** START OF TEXT BLOCK **

We can define a pointer as a non-task node whose purpose is to link to other nodes. Pointers can be used to classify tasks, or as placeholders for tasks expected to be added in the future.

Organizing tasks

One aspect where Grit differs from other productivity tools is the lack of tags. This is by choice—Grit is an experiment, and the idea is to solve problems by utilizing the multitree as much as possible.

How do we organize tasks without tags, then? As we add more and more nodes at the root level, things start to get messy. Running grit ls may result in a long list of assorted nodes. The Grit way to solve this is to make pointers.

For example, if our algebra textbook was just one of many textbooks, we could create a node named "Textbooks" and point it at them:

$ grit add -r Textbooks
(420)
$ grit alias 420 textbooks
$ grit link textbooks 81 184 349
$ grit ls textbooks
[~] Calculus - Michael Spivak (184)
[x] Higher Algebra - Henry S. Hall (81)
[ ] Linear Algebra - Jim Hefferon (349)

** END OF TEXT BLOCK **
** START OF INFORMATION SUPPLIED **

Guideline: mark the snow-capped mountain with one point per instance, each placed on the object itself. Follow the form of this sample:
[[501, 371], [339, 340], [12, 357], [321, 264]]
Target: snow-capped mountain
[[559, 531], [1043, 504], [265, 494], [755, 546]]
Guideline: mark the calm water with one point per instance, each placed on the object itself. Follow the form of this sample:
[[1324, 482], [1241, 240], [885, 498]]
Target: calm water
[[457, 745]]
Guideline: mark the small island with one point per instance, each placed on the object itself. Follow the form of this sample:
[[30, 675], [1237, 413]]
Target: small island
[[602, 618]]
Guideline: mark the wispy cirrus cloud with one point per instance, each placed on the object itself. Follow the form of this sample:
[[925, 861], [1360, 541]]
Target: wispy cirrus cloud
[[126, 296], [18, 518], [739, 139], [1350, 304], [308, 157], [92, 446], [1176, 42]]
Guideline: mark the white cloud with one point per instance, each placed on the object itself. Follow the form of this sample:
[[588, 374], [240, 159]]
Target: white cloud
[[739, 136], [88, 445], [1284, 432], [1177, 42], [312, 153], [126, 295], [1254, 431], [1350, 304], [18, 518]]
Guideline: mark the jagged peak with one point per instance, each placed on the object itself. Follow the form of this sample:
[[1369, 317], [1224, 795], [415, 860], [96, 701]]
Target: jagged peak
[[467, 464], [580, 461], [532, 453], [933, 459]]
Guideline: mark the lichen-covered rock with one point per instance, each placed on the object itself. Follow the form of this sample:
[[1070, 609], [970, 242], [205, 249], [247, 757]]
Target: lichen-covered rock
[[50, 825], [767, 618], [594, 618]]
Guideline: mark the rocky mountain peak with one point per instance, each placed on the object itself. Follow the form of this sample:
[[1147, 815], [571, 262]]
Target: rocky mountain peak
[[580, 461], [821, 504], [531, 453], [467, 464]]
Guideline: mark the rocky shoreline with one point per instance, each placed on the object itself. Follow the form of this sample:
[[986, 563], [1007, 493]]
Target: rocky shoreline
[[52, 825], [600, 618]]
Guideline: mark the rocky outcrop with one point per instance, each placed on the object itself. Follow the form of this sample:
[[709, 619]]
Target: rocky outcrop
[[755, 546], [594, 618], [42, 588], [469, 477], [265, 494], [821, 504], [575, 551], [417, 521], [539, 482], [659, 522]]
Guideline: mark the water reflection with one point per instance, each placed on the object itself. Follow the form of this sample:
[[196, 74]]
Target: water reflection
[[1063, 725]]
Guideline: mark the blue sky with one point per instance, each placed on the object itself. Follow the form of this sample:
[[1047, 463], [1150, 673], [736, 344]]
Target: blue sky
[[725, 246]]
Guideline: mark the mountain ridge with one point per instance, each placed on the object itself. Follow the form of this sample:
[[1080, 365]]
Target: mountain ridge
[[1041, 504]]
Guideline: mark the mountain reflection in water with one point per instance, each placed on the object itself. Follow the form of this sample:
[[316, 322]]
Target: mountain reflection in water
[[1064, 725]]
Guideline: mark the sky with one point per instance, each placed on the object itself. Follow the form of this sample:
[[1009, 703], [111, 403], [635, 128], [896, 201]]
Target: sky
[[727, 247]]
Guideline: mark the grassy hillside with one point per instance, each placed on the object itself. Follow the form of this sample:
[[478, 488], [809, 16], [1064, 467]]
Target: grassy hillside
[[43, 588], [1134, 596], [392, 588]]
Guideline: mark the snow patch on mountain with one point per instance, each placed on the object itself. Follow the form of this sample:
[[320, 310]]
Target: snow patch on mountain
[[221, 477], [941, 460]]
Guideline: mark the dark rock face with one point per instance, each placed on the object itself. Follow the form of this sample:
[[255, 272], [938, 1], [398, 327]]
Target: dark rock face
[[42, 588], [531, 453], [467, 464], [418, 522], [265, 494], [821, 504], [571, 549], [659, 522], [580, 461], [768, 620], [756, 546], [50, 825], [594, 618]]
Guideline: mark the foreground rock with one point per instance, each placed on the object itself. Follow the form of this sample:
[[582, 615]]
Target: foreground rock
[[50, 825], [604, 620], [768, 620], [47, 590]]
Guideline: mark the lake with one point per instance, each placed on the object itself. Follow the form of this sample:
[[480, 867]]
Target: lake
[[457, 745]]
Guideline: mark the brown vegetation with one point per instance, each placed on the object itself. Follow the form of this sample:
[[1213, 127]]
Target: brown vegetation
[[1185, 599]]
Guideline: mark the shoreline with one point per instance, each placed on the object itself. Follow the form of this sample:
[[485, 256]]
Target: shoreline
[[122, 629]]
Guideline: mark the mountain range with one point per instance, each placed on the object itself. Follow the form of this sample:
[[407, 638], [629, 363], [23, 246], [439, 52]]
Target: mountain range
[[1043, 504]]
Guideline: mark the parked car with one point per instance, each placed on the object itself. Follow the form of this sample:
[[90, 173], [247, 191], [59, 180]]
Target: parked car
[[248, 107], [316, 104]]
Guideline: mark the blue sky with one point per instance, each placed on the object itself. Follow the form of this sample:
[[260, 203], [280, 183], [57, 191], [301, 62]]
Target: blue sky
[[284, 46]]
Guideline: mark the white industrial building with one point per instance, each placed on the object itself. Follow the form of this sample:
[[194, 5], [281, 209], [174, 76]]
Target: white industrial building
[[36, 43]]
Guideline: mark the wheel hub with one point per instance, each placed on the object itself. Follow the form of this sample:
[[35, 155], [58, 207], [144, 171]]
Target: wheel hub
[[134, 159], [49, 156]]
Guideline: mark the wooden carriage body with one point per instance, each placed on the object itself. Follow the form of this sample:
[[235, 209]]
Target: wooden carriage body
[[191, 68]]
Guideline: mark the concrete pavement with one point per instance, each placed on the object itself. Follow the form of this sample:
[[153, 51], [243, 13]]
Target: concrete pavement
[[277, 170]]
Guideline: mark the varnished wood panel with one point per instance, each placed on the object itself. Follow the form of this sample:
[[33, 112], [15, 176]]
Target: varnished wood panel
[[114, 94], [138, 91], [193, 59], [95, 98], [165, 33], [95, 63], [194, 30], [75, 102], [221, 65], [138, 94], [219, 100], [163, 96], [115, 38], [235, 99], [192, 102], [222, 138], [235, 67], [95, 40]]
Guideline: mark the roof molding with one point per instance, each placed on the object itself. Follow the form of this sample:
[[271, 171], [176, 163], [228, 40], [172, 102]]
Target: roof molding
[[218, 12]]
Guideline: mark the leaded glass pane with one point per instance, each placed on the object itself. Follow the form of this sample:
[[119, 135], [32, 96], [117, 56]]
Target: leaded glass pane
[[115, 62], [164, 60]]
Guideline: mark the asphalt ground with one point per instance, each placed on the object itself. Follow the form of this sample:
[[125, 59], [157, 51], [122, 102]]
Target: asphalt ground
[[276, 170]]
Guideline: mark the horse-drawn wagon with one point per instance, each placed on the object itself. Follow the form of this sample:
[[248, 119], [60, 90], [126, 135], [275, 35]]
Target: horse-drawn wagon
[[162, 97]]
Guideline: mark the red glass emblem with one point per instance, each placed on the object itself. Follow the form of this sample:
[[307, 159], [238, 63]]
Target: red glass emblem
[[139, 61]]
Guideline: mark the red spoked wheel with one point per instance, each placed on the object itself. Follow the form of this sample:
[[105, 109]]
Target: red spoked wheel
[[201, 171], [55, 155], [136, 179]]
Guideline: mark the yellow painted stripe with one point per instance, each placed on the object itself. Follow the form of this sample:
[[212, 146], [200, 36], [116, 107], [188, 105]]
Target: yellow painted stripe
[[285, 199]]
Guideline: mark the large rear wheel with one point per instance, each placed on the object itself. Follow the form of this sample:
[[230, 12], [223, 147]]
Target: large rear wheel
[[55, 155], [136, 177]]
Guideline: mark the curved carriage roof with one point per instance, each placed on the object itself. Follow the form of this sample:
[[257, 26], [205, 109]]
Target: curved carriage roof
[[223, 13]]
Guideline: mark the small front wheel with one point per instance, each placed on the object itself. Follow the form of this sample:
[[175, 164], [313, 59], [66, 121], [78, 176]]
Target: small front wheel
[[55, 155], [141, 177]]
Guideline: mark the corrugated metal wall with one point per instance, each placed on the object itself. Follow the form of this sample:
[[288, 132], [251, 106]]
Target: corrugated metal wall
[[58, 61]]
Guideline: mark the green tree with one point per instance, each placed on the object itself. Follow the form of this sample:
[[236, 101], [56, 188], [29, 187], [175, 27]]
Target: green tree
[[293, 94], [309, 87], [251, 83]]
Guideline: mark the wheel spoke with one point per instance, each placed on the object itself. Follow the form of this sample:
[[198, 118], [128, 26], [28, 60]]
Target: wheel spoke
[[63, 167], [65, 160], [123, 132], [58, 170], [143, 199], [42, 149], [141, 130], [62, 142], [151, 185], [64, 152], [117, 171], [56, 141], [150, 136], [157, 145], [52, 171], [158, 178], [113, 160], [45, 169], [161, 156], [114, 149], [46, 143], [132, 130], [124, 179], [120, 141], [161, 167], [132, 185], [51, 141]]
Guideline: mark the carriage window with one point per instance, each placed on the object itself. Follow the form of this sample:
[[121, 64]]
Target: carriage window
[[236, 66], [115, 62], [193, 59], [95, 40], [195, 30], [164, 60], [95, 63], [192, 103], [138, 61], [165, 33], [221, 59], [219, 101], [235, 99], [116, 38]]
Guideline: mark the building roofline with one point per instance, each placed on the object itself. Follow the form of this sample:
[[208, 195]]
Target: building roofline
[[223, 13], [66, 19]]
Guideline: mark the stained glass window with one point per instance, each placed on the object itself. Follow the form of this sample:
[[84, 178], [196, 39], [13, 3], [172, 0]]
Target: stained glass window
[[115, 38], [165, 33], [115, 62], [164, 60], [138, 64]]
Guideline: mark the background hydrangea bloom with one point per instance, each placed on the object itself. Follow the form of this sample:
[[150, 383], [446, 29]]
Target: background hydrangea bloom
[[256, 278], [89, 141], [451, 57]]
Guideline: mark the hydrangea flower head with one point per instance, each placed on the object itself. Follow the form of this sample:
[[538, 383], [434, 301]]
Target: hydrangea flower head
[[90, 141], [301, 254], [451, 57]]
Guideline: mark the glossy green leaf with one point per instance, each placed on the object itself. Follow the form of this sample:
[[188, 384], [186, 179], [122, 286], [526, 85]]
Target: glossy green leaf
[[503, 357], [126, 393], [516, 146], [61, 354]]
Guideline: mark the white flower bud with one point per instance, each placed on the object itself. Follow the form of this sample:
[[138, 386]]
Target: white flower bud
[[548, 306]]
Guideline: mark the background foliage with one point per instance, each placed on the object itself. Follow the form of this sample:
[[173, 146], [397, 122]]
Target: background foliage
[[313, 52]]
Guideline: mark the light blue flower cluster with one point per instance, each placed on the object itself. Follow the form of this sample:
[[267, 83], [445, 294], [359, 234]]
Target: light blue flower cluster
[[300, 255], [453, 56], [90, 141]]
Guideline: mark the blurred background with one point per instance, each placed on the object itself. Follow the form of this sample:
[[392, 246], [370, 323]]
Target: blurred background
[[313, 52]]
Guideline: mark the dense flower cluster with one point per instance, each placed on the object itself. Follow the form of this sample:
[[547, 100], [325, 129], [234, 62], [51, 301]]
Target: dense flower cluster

** END OF INFORMATION SUPPLIED **

**EXERCISE TASK A**
Copy the Grit text from "Organizing tasks" up to and including "Michael Spivak (184)", changing "multitree" to "task graph".
**EXERCISE TASK B**
Answer these questions from the Grit text:
(i) How is a pointer defined?
(ii) What feature of other productivity tools does Grit lack?
(iii) What alias is given to node 420?
The entries stand apart from the Grit text and are separate material.

**FULL SOLUTION A**
Organizing tasks

One aspect where Grit differs from other productivity tools is the lack of tags. This is by choice—Grit is an experiment, and the idea is to solve problems by utilizing the task graph as much as possible.

How do we organize tasks without tags, then? As we add more and more nodes at the root level, things start to get messy. Running grit ls may result in a long list of assorted nodes. The Grit way to solve this is to make pointers.

For example, if our algebra textbook was just one of many textbooks, we could create a node named "Textbooks" and point it at them:

$ grit add -r Textbooks
(420)
$ grit alias 420 textbooks
$ grit link textbooks 81 184 349
$ grit ls textbooks
[~] Calculus - Michael Spivak (184)

**FULL SOLUTION B**
(i) A non-task node whose purpose is to link to other nodes.
(ii) Tags.
(iii) textbooks